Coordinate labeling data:
(begin)
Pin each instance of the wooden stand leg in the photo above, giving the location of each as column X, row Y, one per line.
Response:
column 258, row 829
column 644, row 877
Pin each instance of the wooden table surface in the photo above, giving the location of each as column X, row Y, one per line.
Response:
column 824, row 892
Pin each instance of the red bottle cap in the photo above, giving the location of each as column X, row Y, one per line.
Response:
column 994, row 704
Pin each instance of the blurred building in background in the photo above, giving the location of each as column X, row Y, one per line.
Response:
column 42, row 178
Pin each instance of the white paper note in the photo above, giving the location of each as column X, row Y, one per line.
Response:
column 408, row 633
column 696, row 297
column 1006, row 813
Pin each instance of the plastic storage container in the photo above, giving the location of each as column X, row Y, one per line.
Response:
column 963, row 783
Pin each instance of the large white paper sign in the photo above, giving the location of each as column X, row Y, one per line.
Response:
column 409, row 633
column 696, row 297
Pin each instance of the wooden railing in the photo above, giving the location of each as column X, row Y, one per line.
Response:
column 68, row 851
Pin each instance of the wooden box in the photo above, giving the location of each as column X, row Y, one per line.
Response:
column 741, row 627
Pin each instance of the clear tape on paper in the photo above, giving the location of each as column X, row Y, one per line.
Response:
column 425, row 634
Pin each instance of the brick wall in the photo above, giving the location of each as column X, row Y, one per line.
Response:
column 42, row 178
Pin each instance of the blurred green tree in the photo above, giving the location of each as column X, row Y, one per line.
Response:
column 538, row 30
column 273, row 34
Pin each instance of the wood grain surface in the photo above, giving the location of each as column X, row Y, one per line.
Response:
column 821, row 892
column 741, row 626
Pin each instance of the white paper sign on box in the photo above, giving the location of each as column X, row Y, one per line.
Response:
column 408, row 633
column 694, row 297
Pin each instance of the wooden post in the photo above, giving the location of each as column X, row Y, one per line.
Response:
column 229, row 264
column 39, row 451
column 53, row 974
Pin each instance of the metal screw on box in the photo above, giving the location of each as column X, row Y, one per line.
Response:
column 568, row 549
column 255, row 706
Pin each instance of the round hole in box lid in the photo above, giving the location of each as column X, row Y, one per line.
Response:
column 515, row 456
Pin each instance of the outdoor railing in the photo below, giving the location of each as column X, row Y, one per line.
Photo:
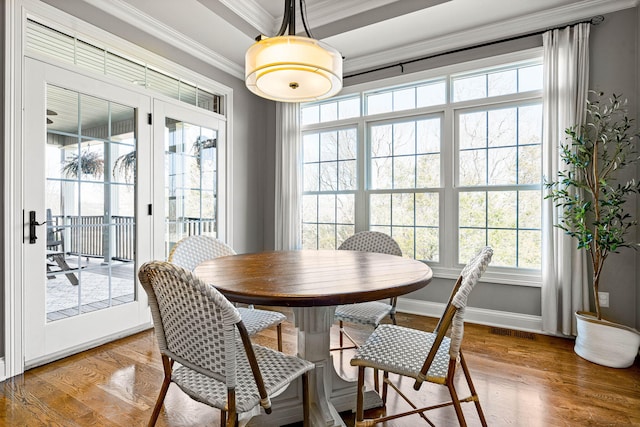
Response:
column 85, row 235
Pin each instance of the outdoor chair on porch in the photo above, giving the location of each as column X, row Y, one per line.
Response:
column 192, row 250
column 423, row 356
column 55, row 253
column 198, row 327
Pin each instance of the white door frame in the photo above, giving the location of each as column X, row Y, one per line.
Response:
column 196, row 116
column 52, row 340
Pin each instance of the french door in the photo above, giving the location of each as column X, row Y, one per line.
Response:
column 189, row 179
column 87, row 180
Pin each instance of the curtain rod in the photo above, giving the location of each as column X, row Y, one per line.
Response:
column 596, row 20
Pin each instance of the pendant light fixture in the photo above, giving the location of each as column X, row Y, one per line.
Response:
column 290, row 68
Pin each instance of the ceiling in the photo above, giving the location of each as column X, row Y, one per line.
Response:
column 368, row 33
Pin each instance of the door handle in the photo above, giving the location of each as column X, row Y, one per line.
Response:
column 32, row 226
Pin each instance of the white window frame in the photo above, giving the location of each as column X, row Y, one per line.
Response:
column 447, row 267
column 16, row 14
(end)
(begin)
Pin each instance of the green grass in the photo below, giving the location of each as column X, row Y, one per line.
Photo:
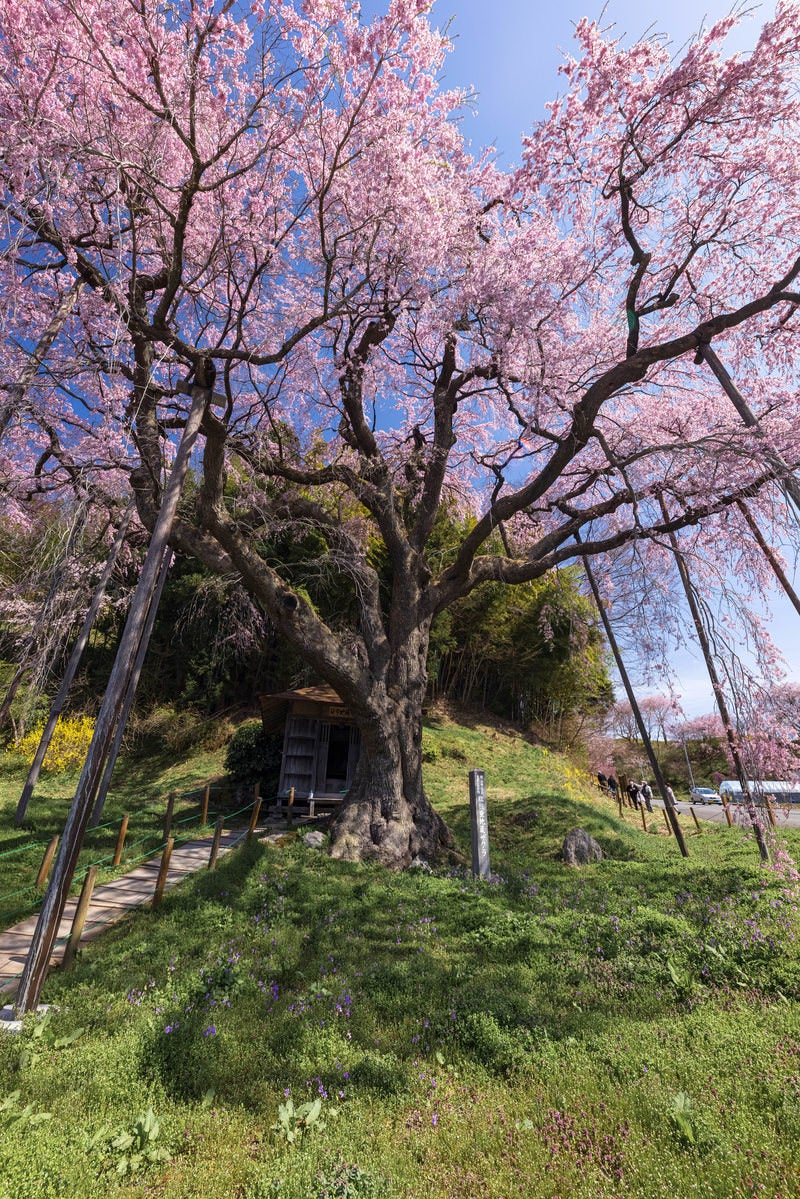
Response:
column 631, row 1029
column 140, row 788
(end)
Return each line from the items above that contains the word "green", copied unchanged.

Pin each instance of the blurred green tree in the photo above, giving the location of each as column X, row Y, one per line.
Pin each instance of the green grass in the photo below, giving the location of each as column X, row Y, one per line.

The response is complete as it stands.